Copia el texto sobre Vicente Rojo desde "A Bárbara Jacobs" hasta "gritar: ¡aquí estoy!", ambos incluidos, y sustituye "niño" por "muchacho".
##### PÁGINA #####
A Bárbara Jacobs

Vivió su infancia en tiempos de guerra, cuando su tío el general Vicente Rojo era el último jefe del ejército republicano. Tímido, retraído, silencioso, el niño Vicente Rojo dibujaba bombardeos y refugios antiaéreos en Barcelona, en aquella guerra civil española. Llegó a México con apenas siete años. Si ya antes de leer estaba rodeado de colores, papeles, tijeras y pegamento, en su nuevo país lo deslumbró la luz y el aire de sus montañas. El niño que nació a la orilla del mar, en 1932, no recuerda la playa. Su cabeza, un laberinto. Su corazón, amasijo de emociones. Las nubes, la abstracción del paisaje. El fuego, el rito del arte. La sangre, el temperamento para agitarse, para gritar: ¡aquí estoy!
##### REGISTROS DE DATOS #####
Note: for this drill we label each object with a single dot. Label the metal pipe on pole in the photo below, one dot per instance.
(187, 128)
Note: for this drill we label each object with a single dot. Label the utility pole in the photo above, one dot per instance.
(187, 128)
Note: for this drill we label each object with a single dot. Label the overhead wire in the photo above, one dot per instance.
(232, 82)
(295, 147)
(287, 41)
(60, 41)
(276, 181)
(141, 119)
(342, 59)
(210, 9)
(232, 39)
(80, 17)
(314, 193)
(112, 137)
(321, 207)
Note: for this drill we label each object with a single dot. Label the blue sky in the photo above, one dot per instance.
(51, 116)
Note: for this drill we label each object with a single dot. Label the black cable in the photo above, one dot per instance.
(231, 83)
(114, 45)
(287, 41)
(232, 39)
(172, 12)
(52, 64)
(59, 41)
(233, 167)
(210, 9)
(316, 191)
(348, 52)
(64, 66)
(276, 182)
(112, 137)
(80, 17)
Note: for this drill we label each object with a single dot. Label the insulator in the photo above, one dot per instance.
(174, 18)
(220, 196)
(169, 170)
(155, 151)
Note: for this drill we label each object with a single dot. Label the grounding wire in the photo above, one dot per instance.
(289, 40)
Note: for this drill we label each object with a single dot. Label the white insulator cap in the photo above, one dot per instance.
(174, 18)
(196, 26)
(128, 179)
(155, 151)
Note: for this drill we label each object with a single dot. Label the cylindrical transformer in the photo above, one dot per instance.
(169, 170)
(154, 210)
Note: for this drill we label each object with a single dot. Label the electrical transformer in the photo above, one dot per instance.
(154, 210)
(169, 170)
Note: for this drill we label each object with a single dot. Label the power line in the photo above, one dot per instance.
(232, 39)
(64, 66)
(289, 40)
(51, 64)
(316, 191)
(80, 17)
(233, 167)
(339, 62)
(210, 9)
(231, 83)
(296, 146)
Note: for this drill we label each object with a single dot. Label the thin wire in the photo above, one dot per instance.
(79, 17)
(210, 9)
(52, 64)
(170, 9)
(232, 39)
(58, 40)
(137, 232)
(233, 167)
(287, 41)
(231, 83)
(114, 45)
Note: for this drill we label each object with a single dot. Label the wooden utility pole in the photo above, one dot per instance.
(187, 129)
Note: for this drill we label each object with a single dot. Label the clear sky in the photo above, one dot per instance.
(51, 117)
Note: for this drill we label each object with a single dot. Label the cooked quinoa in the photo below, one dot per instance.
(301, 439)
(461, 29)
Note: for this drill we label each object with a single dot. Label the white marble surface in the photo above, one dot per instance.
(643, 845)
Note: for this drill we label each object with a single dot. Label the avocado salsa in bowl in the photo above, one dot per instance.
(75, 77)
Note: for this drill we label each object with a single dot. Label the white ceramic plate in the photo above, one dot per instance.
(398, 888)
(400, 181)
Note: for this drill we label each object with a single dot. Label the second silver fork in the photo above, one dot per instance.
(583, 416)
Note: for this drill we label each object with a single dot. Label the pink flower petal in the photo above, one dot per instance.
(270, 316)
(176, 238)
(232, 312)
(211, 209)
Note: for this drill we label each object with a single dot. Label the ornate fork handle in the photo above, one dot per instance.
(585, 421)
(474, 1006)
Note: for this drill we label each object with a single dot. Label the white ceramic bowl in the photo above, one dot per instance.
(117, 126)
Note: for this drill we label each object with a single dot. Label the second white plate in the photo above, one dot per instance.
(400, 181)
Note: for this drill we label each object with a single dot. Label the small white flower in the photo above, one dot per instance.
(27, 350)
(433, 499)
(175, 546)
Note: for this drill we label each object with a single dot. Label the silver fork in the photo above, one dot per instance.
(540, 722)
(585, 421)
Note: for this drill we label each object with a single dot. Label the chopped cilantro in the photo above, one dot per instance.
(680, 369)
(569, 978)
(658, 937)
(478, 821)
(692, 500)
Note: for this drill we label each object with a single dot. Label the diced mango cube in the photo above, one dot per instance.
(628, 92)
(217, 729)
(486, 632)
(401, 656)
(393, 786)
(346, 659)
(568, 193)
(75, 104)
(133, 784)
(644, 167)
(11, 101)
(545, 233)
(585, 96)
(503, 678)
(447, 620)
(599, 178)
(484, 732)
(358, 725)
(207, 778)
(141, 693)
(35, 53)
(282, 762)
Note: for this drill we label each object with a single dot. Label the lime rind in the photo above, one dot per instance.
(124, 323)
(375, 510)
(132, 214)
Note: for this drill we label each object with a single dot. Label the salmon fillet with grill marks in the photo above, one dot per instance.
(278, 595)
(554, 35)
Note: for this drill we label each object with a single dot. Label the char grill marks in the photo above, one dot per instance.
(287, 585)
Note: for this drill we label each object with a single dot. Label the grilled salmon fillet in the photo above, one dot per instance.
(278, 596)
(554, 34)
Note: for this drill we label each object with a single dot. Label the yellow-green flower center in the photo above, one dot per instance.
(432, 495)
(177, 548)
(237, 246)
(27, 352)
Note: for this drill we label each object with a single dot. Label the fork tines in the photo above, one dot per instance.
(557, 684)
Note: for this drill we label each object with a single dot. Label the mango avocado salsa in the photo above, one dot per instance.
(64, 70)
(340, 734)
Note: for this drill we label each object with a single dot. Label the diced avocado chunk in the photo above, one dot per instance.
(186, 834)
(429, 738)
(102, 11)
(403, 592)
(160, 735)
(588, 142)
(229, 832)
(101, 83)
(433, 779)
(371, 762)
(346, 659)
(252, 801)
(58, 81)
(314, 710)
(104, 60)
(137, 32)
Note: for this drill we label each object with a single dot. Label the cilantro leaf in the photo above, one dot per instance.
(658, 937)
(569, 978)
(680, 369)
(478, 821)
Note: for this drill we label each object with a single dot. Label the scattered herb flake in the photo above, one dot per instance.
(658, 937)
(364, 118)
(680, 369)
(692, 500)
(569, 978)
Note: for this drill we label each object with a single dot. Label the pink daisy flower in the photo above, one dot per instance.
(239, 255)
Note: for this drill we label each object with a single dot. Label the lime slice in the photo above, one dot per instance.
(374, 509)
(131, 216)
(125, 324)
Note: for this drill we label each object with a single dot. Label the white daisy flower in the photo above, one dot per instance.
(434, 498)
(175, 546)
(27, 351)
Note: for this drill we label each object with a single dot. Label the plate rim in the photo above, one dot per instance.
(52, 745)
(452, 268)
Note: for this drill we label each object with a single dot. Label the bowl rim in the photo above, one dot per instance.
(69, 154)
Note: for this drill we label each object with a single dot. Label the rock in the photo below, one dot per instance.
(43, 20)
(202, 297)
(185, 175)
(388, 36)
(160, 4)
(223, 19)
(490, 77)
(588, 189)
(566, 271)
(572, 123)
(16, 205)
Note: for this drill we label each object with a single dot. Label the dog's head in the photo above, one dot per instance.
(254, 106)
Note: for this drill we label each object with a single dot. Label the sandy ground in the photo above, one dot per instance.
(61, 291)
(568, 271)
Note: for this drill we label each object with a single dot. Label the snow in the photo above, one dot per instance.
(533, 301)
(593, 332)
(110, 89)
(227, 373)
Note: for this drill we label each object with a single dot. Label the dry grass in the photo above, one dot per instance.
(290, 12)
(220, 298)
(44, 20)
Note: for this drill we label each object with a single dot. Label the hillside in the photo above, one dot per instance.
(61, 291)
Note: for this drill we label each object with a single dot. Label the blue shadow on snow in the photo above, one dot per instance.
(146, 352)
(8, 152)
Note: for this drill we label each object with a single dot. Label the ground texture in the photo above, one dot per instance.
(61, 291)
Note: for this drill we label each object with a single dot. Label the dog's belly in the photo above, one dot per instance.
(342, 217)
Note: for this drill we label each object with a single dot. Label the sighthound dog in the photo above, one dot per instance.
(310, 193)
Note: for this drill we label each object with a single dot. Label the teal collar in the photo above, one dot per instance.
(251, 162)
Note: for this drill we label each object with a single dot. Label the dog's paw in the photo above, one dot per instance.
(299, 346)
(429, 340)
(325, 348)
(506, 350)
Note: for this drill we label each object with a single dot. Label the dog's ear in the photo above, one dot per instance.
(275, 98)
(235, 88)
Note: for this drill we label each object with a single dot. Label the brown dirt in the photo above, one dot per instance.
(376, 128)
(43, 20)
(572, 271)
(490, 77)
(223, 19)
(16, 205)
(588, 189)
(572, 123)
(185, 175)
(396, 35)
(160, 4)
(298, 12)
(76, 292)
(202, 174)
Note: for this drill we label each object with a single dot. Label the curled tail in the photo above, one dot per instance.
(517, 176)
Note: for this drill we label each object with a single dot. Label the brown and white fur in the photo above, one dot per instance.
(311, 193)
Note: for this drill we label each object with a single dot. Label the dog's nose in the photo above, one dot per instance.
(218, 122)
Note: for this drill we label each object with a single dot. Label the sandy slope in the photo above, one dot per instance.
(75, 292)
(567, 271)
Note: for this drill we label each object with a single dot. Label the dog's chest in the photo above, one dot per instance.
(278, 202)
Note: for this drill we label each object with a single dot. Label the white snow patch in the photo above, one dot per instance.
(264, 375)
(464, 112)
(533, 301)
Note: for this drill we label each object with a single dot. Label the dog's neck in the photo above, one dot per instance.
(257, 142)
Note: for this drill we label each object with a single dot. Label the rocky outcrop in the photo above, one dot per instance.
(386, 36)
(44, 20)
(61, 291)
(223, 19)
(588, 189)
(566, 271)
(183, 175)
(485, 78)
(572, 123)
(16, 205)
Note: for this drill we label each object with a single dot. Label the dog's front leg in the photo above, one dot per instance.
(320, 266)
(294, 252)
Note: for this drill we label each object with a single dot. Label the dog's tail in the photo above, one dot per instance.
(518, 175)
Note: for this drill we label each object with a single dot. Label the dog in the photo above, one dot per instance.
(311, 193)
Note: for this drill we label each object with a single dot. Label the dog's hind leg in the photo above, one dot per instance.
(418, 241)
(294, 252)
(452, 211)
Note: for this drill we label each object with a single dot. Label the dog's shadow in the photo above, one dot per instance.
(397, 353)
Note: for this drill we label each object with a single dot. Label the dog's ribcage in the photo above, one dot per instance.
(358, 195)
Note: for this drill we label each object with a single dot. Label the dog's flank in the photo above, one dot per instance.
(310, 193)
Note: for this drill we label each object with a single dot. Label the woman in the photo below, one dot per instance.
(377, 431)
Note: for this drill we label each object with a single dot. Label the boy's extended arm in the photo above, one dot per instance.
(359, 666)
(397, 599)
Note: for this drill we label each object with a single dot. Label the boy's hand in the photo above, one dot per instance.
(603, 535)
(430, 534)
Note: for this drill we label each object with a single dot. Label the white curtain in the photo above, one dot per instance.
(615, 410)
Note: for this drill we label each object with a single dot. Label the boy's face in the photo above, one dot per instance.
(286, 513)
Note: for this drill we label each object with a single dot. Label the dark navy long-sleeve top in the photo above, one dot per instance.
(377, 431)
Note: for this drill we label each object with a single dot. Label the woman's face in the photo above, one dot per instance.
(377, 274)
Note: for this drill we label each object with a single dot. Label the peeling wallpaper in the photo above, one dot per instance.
#####
RESPUESTA AL EJERCICIO
A Bárbara Jacobs

Vivió su infancia en tiempos de guerra, cuando su tío el general Vicente Rojo era el último jefe del ejército republicano. Tímido, retraído, silencioso, el muchacho Vicente Rojo dibujaba bombardeos y refugios antiaéreos en Barcelona, en aquella guerra civil española. Llegó a México con apenas siete años. Si ya antes de leer estaba rodeado de colores, papeles, tijeras y pegamento, en su nuevo país lo deslumbró la luz y el aire de sus montañas. El muchacho que nació a la orilla del mar, en 1932, no recuerda la playa. Su cabeza, un laberinto. Su corazón, amasijo de emociones. Las nubes, la abstracción del paisaje. El fuego, el rito del arte. La sangre, el temperamento para agitarse, para gritar: ¡aquí estoy!